DO THIS: Copy out verbatim the section of the rows below that begins with the line containing "the white volleyball" and continues through the last row, both ends included.

RECORD SET:
•••••

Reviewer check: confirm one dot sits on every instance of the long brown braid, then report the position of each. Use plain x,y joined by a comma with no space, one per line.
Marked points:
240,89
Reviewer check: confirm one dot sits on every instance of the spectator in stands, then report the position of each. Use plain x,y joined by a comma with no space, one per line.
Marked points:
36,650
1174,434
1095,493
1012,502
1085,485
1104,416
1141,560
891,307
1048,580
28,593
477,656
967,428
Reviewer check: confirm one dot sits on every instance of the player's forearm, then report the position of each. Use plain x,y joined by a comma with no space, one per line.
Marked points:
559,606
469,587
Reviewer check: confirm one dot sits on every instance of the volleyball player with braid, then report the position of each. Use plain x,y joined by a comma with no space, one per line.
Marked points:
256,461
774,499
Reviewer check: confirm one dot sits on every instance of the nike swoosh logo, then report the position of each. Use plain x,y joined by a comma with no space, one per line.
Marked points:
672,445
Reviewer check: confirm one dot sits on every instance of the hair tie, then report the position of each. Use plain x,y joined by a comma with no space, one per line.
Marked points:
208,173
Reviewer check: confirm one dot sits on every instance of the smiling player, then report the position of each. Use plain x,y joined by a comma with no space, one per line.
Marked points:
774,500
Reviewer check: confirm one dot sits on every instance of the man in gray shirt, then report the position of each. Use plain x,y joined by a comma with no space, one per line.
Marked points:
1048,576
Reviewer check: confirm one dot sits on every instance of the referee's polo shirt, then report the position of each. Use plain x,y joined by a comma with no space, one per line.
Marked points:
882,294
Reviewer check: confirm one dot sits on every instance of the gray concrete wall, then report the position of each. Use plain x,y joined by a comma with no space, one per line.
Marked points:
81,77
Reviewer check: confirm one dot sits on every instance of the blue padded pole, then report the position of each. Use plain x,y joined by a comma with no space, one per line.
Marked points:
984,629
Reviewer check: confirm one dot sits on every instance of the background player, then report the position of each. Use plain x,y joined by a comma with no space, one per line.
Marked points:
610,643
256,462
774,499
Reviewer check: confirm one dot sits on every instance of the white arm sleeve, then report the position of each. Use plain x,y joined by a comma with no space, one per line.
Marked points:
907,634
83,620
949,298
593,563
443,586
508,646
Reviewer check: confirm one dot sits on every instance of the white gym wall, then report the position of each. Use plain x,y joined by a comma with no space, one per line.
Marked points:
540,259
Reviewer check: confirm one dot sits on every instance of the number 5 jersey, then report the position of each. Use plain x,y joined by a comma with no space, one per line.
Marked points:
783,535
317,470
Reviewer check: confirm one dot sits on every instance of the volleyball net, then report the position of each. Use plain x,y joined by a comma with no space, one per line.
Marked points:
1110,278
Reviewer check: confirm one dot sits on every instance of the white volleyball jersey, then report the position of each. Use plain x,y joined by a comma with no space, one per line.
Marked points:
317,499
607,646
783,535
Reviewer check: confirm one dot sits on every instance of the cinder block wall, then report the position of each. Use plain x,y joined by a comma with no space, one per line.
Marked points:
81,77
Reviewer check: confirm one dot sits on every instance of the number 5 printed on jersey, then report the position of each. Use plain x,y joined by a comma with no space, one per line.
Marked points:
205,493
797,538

•••••

EXERCISE RESPONSE:
Reviewer check: confirm one dot sits on every instance of the white volleyball jersey, then report the position of each. Use plain x,y joined by a comma with no space, one per line.
Marked points:
317,499
607,646
783,535
Reviewer check: confirm one dot sits on every instance of the cinder block wall, then report the position of each. Use plain x,y joined by a comma with no space, one per line.
Marked points:
81,77
Reviewer check: confirm one dot sits on every instance of the number 5 printed on jersey, then report the position of each. Use plain x,y joined by a comma with no space, one per line.
Marked points:
205,493
797,538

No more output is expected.